-- Page extract follows --

Cohen, Peter (2003), The drug
prohibition church and the adventure of
reformation. International Journal
of Drug Policy, Volume 14, Issue 2,
April 2003, pp. 213-215. © Copyright
2003 Peter Cohen. All rights reserved.
The drug
prohibition church and the adventure of reformation
Peter
Cohen
In Memoriam Giancarlo Arnao (1927-2000) who wrote
`Proibito capire.
Proibizionismo e politica di controllo sociale' Torino
1990.
Whatever the origin of the UN Drug Treaties, and whatever the
official
rhetoric about their functions, the best way to look at them now is
as
religious texts. They have acquired a patina of intrinsic and
unquestioned
value and they have attracted a clique of true believers and
proselytes to
promote them. They pursue a version of Humankind for whom
abstinence from
certain drugs is dogma in the same way as other religious
texts might
prohibit certain foods or activities. The UN drug treaties thus
form the
basis of the international Drug Prohibition Church. Belonging to
that
Church has become an independent source of security, and fighting the
Church's enemies has become an automatic source of virtue.
In the
history of Western culture, we have known many churches. The best
known are
the Roman Catholic Church, with its Rome-based Central Office of
the Faith,
but also the Church of Communism as ultimately ruled by its once
Moscow-based Central Committee. All these churches know and worship central
texts that do not serve to promote scientific understanding and social
development, but rather to promote the Church's own dogma, faith, and the
reign of its Institutions. When, for reasons that no longer count, the USA
became inspired to write the first versions of the first global drug
treaties slightly more than a century ago, no one could have foreseen the
results.
But then had anyone foreseen the ramifications of setting up
central texts
and later central headquarters of Christianity, or, indeed, of
Communism?

-- Page extract concluded --
-- Extracted material follows --

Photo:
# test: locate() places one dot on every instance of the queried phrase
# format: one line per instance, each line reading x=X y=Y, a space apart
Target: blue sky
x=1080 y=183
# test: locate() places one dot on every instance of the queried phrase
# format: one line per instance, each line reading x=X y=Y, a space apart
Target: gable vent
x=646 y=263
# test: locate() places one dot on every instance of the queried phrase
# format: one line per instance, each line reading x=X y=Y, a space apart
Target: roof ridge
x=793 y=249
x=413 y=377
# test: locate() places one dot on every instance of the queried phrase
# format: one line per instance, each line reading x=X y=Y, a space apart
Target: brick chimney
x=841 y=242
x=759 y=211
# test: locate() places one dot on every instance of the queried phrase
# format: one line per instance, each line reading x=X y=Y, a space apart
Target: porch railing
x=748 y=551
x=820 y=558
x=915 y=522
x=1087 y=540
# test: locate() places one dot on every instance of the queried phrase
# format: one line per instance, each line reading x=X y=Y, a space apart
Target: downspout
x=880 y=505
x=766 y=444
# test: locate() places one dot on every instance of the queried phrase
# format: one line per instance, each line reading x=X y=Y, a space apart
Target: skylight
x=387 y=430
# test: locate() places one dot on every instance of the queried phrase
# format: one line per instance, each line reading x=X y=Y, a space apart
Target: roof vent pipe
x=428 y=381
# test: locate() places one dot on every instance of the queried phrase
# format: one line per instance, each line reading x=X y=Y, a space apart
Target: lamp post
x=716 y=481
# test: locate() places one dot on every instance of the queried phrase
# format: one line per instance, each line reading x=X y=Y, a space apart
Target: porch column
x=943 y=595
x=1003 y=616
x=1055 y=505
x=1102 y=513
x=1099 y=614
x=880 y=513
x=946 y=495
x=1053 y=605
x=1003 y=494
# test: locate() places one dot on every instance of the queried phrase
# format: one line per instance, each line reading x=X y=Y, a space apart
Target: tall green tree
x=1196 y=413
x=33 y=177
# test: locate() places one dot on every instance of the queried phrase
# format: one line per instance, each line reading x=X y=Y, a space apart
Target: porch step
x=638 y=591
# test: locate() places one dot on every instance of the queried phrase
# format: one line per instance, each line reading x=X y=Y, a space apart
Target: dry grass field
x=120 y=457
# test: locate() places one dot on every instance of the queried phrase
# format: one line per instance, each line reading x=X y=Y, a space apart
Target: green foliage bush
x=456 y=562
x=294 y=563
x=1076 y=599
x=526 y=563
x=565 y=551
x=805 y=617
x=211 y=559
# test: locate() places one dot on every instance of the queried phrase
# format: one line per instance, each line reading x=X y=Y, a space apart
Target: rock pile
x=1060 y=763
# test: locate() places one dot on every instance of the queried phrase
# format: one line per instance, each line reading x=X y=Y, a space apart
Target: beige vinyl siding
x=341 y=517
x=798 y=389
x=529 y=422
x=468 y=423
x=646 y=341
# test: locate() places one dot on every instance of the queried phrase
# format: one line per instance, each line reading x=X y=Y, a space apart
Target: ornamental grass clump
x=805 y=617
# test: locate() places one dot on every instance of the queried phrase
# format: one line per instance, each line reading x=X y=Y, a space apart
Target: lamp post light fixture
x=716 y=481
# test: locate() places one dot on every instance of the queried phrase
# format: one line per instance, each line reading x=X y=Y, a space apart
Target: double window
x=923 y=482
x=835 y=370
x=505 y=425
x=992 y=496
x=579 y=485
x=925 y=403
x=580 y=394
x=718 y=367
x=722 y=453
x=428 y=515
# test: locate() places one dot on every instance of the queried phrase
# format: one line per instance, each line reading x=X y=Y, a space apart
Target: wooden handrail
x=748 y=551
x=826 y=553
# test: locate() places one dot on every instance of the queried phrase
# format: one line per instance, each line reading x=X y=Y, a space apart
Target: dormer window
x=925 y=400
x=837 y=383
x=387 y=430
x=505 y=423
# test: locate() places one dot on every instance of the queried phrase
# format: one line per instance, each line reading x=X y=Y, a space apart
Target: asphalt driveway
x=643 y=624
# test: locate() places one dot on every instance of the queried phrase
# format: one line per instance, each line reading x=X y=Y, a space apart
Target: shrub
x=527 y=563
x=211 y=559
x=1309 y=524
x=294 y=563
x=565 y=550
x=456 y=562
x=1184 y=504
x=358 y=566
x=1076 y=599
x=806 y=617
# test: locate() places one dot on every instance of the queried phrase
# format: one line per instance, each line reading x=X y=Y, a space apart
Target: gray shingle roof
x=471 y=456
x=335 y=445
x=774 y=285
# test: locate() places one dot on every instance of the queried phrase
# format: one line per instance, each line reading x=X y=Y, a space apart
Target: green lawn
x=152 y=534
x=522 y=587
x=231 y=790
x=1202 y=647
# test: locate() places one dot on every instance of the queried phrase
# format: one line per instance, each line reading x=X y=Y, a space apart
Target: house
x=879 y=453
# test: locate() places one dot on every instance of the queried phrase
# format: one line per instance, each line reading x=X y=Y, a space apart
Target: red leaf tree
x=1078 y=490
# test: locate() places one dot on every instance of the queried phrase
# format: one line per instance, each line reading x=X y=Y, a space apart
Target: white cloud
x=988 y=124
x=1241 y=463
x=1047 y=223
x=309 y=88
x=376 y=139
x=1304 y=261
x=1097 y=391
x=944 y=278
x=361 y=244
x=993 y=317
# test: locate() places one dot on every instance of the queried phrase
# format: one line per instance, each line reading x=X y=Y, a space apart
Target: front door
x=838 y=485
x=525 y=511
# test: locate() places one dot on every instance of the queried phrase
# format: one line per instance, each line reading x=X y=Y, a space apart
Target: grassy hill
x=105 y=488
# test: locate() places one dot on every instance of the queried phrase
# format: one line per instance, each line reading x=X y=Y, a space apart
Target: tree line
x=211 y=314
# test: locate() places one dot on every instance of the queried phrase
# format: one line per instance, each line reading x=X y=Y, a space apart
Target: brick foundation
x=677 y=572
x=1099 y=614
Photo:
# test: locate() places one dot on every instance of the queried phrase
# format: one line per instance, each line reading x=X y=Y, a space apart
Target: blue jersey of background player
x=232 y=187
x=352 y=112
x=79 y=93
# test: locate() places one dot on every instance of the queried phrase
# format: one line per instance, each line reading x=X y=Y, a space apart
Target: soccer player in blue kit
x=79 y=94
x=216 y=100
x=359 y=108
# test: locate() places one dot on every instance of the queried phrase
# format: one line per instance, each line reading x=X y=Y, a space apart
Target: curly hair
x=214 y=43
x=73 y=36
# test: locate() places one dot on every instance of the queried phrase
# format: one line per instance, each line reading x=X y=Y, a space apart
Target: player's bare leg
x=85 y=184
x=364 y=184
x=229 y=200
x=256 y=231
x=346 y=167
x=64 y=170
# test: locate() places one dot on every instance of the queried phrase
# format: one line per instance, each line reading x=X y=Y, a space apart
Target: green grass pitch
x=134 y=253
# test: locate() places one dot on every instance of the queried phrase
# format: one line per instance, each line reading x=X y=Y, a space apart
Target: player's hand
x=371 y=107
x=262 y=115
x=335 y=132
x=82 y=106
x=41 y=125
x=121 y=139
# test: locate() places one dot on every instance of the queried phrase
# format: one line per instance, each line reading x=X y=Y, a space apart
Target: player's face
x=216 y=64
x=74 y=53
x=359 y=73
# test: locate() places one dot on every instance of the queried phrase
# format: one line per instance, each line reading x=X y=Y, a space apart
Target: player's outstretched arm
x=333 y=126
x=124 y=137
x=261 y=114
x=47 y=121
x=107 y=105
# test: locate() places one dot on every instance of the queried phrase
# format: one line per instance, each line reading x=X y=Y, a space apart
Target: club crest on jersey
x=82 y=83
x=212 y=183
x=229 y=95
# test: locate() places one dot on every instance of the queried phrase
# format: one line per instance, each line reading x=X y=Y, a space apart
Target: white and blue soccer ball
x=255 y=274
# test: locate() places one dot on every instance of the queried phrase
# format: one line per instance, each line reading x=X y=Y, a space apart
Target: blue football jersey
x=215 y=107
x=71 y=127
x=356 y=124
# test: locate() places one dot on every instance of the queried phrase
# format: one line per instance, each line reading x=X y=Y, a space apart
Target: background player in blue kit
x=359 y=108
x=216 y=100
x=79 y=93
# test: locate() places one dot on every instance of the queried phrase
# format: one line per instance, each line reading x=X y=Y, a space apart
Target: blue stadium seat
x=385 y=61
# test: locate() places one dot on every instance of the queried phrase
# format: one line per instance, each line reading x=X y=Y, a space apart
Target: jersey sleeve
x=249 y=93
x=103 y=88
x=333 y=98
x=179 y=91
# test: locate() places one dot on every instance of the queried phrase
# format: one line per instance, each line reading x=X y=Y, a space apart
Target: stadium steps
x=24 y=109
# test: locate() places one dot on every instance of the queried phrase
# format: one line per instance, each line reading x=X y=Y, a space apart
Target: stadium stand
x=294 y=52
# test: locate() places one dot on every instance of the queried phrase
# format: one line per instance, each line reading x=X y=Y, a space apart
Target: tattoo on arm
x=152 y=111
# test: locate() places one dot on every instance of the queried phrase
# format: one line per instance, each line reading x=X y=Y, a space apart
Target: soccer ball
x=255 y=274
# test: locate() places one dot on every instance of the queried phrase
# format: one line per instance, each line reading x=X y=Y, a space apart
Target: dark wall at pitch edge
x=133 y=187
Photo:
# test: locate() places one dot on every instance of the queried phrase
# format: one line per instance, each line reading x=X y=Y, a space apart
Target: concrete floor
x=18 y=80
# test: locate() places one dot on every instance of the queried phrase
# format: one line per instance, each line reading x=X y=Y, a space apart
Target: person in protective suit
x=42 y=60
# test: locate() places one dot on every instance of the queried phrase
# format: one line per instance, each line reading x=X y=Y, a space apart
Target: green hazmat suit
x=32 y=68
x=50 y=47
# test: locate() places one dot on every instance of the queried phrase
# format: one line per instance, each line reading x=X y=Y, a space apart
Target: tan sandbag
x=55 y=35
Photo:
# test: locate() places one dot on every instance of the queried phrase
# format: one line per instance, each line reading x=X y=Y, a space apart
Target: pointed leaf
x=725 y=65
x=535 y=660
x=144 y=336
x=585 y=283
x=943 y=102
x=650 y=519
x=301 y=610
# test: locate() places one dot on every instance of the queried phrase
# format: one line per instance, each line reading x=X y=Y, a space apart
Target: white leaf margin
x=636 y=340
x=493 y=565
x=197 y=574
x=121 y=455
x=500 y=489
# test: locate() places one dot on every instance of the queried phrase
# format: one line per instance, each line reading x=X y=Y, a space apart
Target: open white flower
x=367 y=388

-- Extracted material concluded --

Assignment 1 | Reproduce the passage from the essay on the drug prohibition church, beginning at the words "Cohen, Peter (2003), The" and stopping after the words "All rights reserved.".
Assignment 2 | In the essay on the drug prohibition church, which country became inspired to write the first versions of the first global drug treaties?
Assignment 3 | Continue the essay on the drug prohibition church from the point where it ends.

Expected answer 1 |
Cohen, Peter (2003), The drug
prohibition church and the adventure of
reformation. International Journal
of Drug Policy, Volume 14, Issue 2,
April 2003, pp. 213-215. © Copyright
2003 Peter Cohen. All rights reserved.

Expected answer 2 | The USA.

Expected answer 3 |
Sociologically seen, the equation between the UN Drug Treaties
and Faith
may not be immediately self-evident. As I have written elsewhere,
(Cohen,
2000) the mid eighteenth century birth of individualism, with its
ensuing
fights against dependence, colonialism and slavery should be seen as
the
cradle of our modern mythologies about drugs and addiction. The concept
of
a drug and the concept of addiction were sincere expressions of that new
ideology, the religion so to speak, of the `free individual'. In the cradle
of individualism new movements and cultures were born and raised, trying to
create `independence' and `emancipation' of both peoples and persons. The
aim that would define Humanity, acquiring God's `grace' for the soul, was
from the eighteenth century on replaced with `independence' and later
`health' for the body. Here, I will not discuss the specific
interpretations of `independence' or `health' that are chosen, because they
do not matter for this short paper.
The socialist ideologies, too,
can be understood as expressions of that new
vision of individuality and
freedom, of which the best known and the best
researched was Marxism. We
should understand that The First Communist
International and the First
Global Drug Treaty have the same secular
philosophical parents, begot
similar institutional empires, and had
similarly destructive Inquisitions as
their consequences.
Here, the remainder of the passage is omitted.